-- Task directions --
Work out how many lines of the material below contain the word "beside", then write that number alone.

-- Listed records --
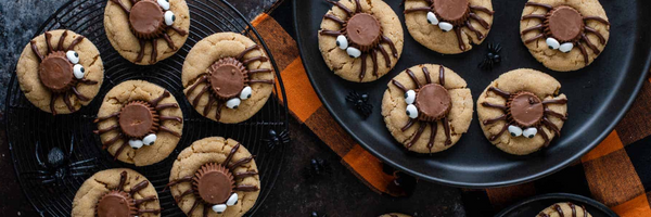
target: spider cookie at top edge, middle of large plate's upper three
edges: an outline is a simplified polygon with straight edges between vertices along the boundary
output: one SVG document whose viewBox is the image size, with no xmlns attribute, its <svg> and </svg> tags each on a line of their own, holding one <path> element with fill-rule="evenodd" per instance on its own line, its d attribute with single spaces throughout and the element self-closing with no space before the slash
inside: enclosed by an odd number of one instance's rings
<svg viewBox="0 0 651 217">
<path fill-rule="evenodd" d="M 480 44 L 493 24 L 490 0 L 403 0 L 405 23 L 416 41 L 430 50 L 456 54 Z M 454 33 L 450 33 L 454 31 Z"/>
</svg>

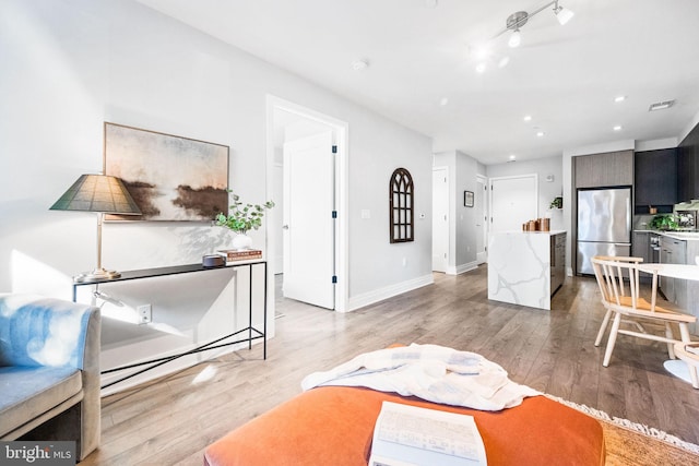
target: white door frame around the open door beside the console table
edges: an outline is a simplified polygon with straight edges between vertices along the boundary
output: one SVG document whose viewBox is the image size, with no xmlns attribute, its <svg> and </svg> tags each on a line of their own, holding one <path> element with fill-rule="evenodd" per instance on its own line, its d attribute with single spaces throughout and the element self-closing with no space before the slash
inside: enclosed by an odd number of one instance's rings
<svg viewBox="0 0 699 466">
<path fill-rule="evenodd" d="M 337 145 L 337 159 L 335 160 L 335 208 L 337 211 L 337 219 L 335 224 L 335 275 L 337 283 L 335 284 L 335 311 L 346 312 L 348 302 L 348 264 L 347 264 L 347 250 L 348 250 L 348 222 L 347 222 L 347 142 L 350 127 L 347 122 L 295 104 L 289 100 L 285 100 L 274 95 L 266 95 L 266 195 L 268 199 L 272 199 L 271 195 L 274 192 L 274 111 L 284 110 L 291 113 L 298 115 L 309 120 L 318 121 L 327 124 L 333 129 L 336 134 Z M 330 213 L 329 213 L 330 215 Z M 276 256 L 275 237 L 281 235 L 281 231 L 266 230 L 268 234 L 268 260 L 274 261 Z M 270 267 L 274 270 L 274 264 Z M 329 277 L 330 278 L 330 277 Z M 271 279 L 274 279 L 274 274 L 271 274 Z M 274 283 L 271 284 L 271 289 L 274 290 Z M 274 302 L 274 300 L 272 300 Z"/>
</svg>

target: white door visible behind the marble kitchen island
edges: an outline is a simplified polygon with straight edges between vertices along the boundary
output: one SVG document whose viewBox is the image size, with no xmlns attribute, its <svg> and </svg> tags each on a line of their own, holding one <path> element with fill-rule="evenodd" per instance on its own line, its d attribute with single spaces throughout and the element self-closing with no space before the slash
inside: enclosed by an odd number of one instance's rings
<svg viewBox="0 0 699 466">
<path fill-rule="evenodd" d="M 490 231 L 521 231 L 522 224 L 537 215 L 536 174 L 490 178 Z"/>
</svg>

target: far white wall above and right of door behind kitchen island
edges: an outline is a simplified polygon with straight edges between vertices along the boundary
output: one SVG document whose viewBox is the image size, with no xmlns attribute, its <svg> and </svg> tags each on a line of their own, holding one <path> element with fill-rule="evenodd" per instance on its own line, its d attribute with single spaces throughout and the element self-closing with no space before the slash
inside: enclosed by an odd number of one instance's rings
<svg viewBox="0 0 699 466">
<path fill-rule="evenodd" d="M 537 174 L 538 216 L 549 216 L 552 229 L 567 229 L 564 222 L 562 211 L 552 211 L 550 208 L 548 208 L 554 198 L 562 195 L 564 193 L 562 157 L 546 157 L 537 158 L 534 160 L 518 160 L 505 164 L 488 165 L 486 170 L 488 178 Z M 553 177 L 552 181 L 547 181 L 549 177 Z M 566 199 L 567 198 L 564 196 L 564 206 L 567 204 Z"/>
</svg>

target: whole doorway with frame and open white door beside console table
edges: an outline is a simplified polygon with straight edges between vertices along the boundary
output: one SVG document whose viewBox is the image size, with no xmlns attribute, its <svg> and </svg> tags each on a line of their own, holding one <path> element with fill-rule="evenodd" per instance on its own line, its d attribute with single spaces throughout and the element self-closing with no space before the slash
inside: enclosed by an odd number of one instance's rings
<svg viewBox="0 0 699 466">
<path fill-rule="evenodd" d="M 285 297 L 344 312 L 347 123 L 274 96 L 268 96 L 266 111 L 268 194 L 282 193 L 280 208 L 273 211 L 275 218 L 268 230 L 268 260 L 273 262 L 270 270 L 283 272 Z M 321 159 L 313 162 L 317 154 L 311 154 L 311 147 L 317 146 L 318 138 L 332 141 L 325 154 L 333 160 L 330 168 L 321 168 Z M 313 182 L 309 182 L 310 178 Z M 317 212 L 321 207 L 309 205 L 308 199 L 321 200 L 322 210 L 328 212 Z M 311 222 L 321 223 L 322 228 L 320 224 L 313 228 Z M 318 241 L 313 241 L 313 235 Z M 309 241 L 313 244 L 312 261 Z"/>
</svg>

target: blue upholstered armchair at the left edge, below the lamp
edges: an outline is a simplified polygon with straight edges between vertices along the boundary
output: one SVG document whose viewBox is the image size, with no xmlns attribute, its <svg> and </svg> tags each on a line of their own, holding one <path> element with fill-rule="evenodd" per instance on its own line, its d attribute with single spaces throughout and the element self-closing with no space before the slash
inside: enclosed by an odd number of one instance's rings
<svg viewBox="0 0 699 466">
<path fill-rule="evenodd" d="M 99 444 L 99 310 L 0 294 L 0 440 Z"/>
</svg>

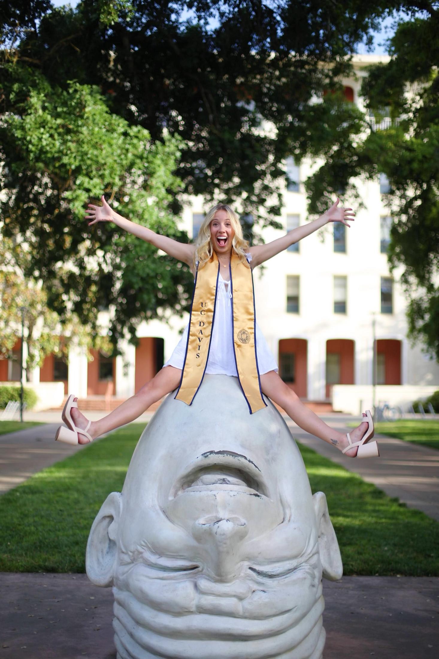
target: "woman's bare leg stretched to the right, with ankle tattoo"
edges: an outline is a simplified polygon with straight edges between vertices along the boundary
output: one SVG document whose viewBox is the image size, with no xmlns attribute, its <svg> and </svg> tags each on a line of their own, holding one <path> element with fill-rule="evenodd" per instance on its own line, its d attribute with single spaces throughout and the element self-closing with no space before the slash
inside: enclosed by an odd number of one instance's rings
<svg viewBox="0 0 439 659">
<path fill-rule="evenodd" d="M 339 432 L 328 426 L 314 412 L 303 405 L 293 389 L 290 389 L 275 371 L 270 371 L 260 376 L 260 384 L 262 393 L 284 409 L 287 415 L 303 430 L 315 435 L 328 444 L 333 444 L 340 451 L 343 451 L 347 447 L 349 444 L 347 436 L 343 432 Z M 367 428 L 368 424 L 361 422 L 357 428 L 352 430 L 349 433 L 352 442 L 359 442 L 363 438 Z M 345 455 L 355 457 L 357 455 L 357 447 L 346 451 Z"/>
</svg>

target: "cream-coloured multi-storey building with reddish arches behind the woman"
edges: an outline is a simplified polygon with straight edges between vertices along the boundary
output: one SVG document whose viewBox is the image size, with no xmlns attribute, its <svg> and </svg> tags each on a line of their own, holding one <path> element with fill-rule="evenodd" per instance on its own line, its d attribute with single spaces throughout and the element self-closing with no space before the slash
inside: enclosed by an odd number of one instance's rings
<svg viewBox="0 0 439 659">
<path fill-rule="evenodd" d="M 355 79 L 343 80 L 348 100 L 358 103 L 365 66 L 386 57 L 361 55 L 355 59 Z M 380 128 L 385 129 L 384 125 Z M 303 181 L 310 163 L 286 163 L 284 232 L 307 222 Z M 310 401 L 329 401 L 335 409 L 359 412 L 372 404 L 374 337 L 376 339 L 376 402 L 407 403 L 439 387 L 439 364 L 411 347 L 405 318 L 406 300 L 400 272 L 389 272 L 386 250 L 392 218 L 382 193 L 386 180 L 358 182 L 364 210 L 350 228 L 327 225 L 254 272 L 256 317 L 279 363 L 279 374 L 297 394 Z M 203 217 L 201 198 L 190 200 L 181 228 L 196 232 Z M 279 218 L 278 218 L 279 219 Z M 268 228 L 266 242 L 281 231 Z M 138 329 L 140 344 L 128 343 L 124 355 L 108 360 L 96 355 L 71 355 L 69 367 L 47 358 L 34 382 L 60 379 L 65 391 L 78 396 L 103 395 L 113 382 L 117 399 L 132 395 L 160 369 L 179 341 L 188 321 L 153 321 Z M 63 371 L 60 372 L 60 368 Z M 0 380 L 3 379 L 0 377 Z M 111 388 L 111 387 L 110 387 Z M 363 405 L 364 404 L 364 405 Z"/>
</svg>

-- Your response --
2